═════ Records to process ═════
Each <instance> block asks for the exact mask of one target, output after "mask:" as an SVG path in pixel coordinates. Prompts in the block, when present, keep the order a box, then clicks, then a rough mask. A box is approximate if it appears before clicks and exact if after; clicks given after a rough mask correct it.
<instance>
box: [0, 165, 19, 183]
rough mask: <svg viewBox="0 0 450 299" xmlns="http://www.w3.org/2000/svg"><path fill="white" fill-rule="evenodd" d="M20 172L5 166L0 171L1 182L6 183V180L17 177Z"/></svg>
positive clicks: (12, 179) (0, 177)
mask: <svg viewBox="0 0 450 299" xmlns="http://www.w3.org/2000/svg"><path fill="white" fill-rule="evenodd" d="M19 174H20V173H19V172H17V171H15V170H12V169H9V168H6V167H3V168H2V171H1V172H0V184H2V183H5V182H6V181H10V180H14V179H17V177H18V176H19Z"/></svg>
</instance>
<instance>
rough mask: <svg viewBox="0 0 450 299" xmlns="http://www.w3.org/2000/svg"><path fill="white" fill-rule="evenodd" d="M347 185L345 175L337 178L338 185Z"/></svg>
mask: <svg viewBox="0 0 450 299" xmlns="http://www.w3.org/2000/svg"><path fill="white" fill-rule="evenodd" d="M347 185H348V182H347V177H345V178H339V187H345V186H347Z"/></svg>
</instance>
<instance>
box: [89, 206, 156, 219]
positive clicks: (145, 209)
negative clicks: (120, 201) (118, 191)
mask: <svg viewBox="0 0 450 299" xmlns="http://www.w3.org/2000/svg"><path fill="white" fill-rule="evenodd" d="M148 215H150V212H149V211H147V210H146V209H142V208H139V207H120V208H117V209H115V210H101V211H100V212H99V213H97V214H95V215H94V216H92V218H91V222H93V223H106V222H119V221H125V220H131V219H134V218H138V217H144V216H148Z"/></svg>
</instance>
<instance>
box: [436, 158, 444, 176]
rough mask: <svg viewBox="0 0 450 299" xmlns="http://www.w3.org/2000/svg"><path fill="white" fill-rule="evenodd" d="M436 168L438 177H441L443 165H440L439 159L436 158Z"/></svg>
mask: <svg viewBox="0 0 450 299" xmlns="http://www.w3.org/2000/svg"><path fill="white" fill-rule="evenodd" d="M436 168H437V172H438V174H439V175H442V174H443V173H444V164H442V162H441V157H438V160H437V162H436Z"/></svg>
═════
▶ **Action item**: Repeat the material above in full, exactly as it stands.

▶ **Solution for this exercise**:
Each <instance> block asks for the exact mask of one target, output after "mask:" as an SVG path in pixel coordinates. Prompts in the block, when present, keep the order a box, then clicks, then a rough mask. A box is approximate if it appears before clicks and exact if after; clicks given after a rough mask correct it.
<instance>
box: [0, 165, 19, 183]
rough mask: <svg viewBox="0 0 450 299" xmlns="http://www.w3.org/2000/svg"><path fill="white" fill-rule="evenodd" d="M20 172L5 166L0 171L1 182L6 183V180L17 177Z"/></svg>
positive clicks: (12, 179) (0, 177)
mask: <svg viewBox="0 0 450 299" xmlns="http://www.w3.org/2000/svg"><path fill="white" fill-rule="evenodd" d="M19 174H20V173H19V172H17V171H15V170H12V169H9V168H6V167H3V168H2V171H1V172H0V184H2V183H5V182H6V181H10V180H14V179H17V177H18V176H19Z"/></svg>
</instance>
<instance>
rough mask: <svg viewBox="0 0 450 299" xmlns="http://www.w3.org/2000/svg"><path fill="white" fill-rule="evenodd" d="M347 185L345 175L337 178L338 185Z"/></svg>
mask: <svg viewBox="0 0 450 299" xmlns="http://www.w3.org/2000/svg"><path fill="white" fill-rule="evenodd" d="M347 185H348V182H347V177H345V178H339V187H345V186H347Z"/></svg>
</instance>
<instance>
box: [89, 206, 156, 219]
positive clicks: (145, 209)
negative clicks: (120, 201) (118, 191)
mask: <svg viewBox="0 0 450 299" xmlns="http://www.w3.org/2000/svg"><path fill="white" fill-rule="evenodd" d="M148 215H150V212H149V211H147V210H146V209H142V208H139V207H120V208H117V209H115V210H101V211H100V212H99V213H97V214H95V215H94V216H92V218H91V222H93V223H106V222H119V221H125V220H131V219H134V218H138V217H144V216H148Z"/></svg>
</instance>
<instance>
box: [436, 158, 444, 176]
rough mask: <svg viewBox="0 0 450 299" xmlns="http://www.w3.org/2000/svg"><path fill="white" fill-rule="evenodd" d="M436 168L438 177H441L443 165H440L439 159L436 158Z"/></svg>
mask: <svg viewBox="0 0 450 299" xmlns="http://www.w3.org/2000/svg"><path fill="white" fill-rule="evenodd" d="M436 168H437V172H438V174H439V175H442V174H443V173H444V164H442V162H441V157H438V160H437V162H436Z"/></svg>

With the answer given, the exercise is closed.